Bounding-box records:
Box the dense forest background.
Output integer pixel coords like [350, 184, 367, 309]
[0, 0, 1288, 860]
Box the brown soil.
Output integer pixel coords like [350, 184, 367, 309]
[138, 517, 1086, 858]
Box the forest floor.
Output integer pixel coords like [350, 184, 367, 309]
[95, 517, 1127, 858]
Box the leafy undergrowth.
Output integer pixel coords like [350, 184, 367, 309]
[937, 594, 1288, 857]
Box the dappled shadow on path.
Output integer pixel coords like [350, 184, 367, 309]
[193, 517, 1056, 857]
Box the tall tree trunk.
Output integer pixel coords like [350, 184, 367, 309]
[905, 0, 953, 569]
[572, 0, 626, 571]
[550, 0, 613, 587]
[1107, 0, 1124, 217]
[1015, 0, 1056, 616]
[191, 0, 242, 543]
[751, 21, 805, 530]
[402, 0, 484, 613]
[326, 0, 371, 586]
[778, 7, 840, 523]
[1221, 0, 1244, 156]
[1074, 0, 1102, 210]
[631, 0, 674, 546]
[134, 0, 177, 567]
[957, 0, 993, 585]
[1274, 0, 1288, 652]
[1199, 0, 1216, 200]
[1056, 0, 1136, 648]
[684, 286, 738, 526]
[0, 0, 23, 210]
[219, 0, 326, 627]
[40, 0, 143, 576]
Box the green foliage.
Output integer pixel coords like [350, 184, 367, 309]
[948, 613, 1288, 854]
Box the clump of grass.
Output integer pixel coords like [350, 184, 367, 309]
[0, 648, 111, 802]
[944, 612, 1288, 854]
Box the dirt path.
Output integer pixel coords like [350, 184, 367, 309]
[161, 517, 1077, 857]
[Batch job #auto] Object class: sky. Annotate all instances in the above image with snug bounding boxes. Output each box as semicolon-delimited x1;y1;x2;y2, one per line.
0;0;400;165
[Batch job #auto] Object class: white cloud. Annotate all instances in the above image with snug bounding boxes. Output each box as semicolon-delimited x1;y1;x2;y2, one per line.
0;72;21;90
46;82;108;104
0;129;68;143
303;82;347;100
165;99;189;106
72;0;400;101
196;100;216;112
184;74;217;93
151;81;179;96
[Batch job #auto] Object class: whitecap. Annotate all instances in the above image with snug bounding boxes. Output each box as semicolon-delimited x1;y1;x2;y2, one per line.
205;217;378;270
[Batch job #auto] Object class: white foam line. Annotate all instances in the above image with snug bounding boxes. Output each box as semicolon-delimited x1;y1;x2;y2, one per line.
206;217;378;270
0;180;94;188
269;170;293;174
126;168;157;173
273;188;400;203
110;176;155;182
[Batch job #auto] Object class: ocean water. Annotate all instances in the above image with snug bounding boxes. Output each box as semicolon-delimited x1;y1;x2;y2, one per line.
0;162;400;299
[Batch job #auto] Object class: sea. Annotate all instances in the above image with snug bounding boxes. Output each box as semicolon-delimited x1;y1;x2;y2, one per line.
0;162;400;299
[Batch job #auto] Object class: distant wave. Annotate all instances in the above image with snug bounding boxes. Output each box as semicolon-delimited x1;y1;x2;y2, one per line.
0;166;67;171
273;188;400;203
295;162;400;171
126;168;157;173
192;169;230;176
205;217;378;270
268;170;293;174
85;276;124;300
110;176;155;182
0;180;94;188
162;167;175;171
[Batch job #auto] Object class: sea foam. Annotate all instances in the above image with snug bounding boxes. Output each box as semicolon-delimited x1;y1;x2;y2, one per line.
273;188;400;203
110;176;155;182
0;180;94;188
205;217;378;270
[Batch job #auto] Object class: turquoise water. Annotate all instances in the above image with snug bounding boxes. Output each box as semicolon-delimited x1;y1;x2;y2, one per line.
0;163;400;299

* * *

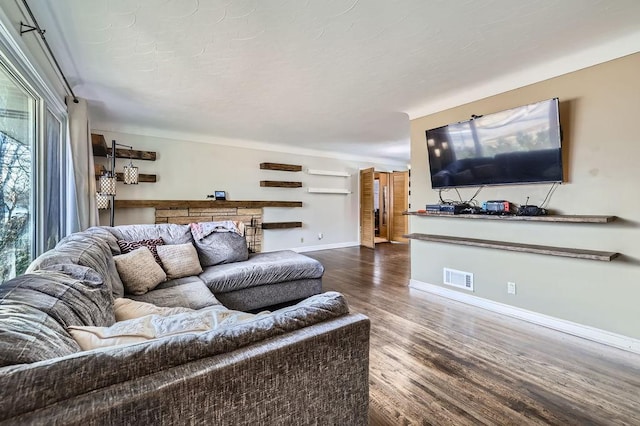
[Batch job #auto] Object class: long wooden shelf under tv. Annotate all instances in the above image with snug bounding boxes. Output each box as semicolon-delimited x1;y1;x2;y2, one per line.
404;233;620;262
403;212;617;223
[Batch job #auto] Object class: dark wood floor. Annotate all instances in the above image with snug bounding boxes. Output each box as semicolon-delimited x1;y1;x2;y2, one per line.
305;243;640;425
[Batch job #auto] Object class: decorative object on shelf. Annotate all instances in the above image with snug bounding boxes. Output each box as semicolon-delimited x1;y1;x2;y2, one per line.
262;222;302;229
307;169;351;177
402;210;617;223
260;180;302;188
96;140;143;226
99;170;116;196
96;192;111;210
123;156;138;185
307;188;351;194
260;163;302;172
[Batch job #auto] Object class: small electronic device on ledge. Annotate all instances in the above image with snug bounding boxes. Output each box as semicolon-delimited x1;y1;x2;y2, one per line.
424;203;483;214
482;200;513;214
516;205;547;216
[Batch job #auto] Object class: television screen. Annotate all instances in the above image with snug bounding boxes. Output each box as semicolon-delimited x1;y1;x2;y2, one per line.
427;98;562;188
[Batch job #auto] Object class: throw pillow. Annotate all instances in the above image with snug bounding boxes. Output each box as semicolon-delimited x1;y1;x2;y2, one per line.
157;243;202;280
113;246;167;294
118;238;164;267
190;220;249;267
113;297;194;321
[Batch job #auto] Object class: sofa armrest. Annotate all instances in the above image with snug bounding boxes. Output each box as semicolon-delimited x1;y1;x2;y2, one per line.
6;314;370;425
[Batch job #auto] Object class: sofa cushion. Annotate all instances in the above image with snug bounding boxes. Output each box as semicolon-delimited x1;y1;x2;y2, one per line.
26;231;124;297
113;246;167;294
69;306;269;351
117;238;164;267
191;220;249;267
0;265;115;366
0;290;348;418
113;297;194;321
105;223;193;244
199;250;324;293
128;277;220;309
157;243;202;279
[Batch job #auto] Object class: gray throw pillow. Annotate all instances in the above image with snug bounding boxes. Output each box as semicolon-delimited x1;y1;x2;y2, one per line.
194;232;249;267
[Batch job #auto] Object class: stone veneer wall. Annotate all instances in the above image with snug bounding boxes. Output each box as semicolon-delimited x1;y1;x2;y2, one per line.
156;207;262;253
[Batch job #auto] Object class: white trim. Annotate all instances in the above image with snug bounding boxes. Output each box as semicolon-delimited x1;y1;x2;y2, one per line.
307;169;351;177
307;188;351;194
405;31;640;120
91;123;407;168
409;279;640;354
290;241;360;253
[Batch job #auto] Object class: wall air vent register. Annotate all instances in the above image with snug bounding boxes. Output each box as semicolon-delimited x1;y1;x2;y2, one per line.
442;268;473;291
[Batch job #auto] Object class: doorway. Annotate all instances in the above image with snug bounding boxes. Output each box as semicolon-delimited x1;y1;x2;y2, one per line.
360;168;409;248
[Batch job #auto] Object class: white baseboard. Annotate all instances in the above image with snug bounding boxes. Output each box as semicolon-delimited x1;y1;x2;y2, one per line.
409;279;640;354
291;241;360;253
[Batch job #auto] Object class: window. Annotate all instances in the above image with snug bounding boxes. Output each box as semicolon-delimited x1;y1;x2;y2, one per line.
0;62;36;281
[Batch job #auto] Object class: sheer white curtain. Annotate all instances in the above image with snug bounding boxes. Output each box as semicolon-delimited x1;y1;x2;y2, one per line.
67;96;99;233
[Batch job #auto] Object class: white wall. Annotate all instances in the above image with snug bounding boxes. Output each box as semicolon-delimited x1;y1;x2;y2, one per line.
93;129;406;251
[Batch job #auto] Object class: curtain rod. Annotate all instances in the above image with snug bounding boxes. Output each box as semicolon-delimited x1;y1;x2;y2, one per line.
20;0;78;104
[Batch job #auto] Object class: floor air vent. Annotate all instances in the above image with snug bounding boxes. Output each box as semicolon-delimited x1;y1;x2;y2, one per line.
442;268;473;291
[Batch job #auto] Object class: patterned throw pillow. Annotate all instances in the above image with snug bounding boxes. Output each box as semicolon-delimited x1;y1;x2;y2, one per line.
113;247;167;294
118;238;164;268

==

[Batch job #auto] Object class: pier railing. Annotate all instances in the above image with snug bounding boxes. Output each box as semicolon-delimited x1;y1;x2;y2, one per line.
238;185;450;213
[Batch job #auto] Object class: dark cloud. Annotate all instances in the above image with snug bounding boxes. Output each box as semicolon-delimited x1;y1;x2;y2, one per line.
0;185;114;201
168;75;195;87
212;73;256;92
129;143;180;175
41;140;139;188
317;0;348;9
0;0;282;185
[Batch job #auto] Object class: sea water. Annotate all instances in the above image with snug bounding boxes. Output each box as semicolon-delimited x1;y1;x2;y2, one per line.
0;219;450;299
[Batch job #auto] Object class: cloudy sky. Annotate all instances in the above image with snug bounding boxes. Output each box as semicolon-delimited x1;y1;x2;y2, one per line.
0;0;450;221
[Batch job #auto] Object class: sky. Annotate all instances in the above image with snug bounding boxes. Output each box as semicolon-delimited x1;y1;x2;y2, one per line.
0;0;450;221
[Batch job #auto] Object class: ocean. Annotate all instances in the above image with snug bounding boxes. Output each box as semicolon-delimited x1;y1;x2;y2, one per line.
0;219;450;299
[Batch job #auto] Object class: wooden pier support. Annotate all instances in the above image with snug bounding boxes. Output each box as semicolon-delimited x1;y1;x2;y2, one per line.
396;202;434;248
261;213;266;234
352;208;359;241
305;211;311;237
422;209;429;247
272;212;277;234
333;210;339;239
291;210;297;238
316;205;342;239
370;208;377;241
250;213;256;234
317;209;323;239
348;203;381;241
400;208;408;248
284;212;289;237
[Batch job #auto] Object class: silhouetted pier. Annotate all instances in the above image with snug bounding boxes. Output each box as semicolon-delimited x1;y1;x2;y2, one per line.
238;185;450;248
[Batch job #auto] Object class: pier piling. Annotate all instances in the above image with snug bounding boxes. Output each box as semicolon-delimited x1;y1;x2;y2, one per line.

What is needed — Duplicate the part of the listing that opens with the line containing "Box the dense forest background." and closes with the line containing "[95, 517, 1127, 858]", keeping every line identical.

Written answer —
Box the dense forest background.
Output integer pixel coords like [350, 184, 367, 309]
[0, 0, 1288, 860]
Box the brown soil.
Output integer pixel coords like [350, 184, 367, 309]
[138, 517, 1086, 858]
Box the forest floor.
Output integer pixel coords like [350, 184, 367, 309]
[95, 517, 1127, 858]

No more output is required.